▶ [Requisitos]
1: Transcribe fielmente el fragmento del pasaje que empieza en "En primer lugar, pues, el" y termina en "a sí mismo.".
2: Responde, por favor, estas preguntas sobre el pasaje:
(a) ¿A quiénes ha escogido Dios para que sean ricos en fe y herederos del reino?
(b) ¿Qué nombre se da al resumen práctico de la ley al que apela Santiago?
(c) ¿Qué le espera al hombre que no muestra misericordia?

▶ [Pasaje dado]
--- --- ---

En primer lugar, pues, el apóstol censura la consideración de la apariencia exterior de las personas (v. 1-4): se profesa que se tiene fe en el Señor Jesús (v. 1) y, no obstante, ¡se está animado por el espíritu del mundo! El Espíritu responde: Dios ha escogido a los pobres para que sean ricos en fe y herederos del reino (v. 5). Los profesantes les habían menospreciado; estos hombres ricos blasfemaban el Nombre de Cristo y perseguían a los cristianos (v. 6-7).
En segundo lugar, Santiago apela al resumen práctico de la ley de la que Jesús había hablado, la ley real (v. 8). Se violaba la ley misma al favorecer a los ricos (v. 9), y la ley no consentía ninguna infracción de sus mandamientos, porque estaba en juego la autoridad del legislador (v. 10-11). Si uno menosprecia a los pobres, por cierto que no ama al prójimo como a sí mismo.
En tercer lugar, se debe andar como aquellos cuya responsabilidad es medida por la ley de la libertad, como aquellos que, teniendo una naturaleza que saborea y gusta lo que es de Dios, están liberados de todo lo que le era contrario a él; de manera que no pueden excusarse si admiten principios que no son los de Dios mismo. Esta participación de la naturaleza divina introduce naturalmente el pensamiento de la misericordia, merced a la cual Dios mismo se glorifica. El hombre que no muestra misericordia se verá objeto del juicio sin misericordia (v. 12-13).

--- --- ---

▶ [Datos registrados]

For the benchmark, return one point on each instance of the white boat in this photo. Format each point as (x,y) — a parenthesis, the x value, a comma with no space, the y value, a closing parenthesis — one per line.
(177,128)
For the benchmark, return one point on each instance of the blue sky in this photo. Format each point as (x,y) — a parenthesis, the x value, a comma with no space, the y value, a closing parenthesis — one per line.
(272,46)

--- --- ---

▶ [Soluciones]
1:
En primer lugar, pues, el apóstol censura la consideración de la apariencia exterior de las personas (v. 1-4): se profesa que se tiene fe en el Señor Jesús (v. 1) y, no obstante, ¡se está animado por el espíritu del mundo! El Espíritu responde: Dios ha escogido a los pobres para que sean ricos en fe y herederos del reino (v. 5). Los profesantes les habían menospreciado; estos hombres ricos blasfemaban el Nombre de Cristo y perseguían a los cristianos (v. 6-7).
En segundo lugar, Santiago apela al resumen práctico de la ley de la que Jesús había hablado, la ley real (v. 8). Se violaba la ley misma al favorecer a los ricos (v. 9), y la ley no consentía ninguna infracción de sus mandamientos, porque estaba en juego la autoridad del legislador (v. 10-11). Si uno menosprecia a los pobres, por cierto que no ama al prójimo como a sí mismo.

2:
(a) A los pobres.
(b) La ley real.
(c) Será objeto del juicio sin misericordia.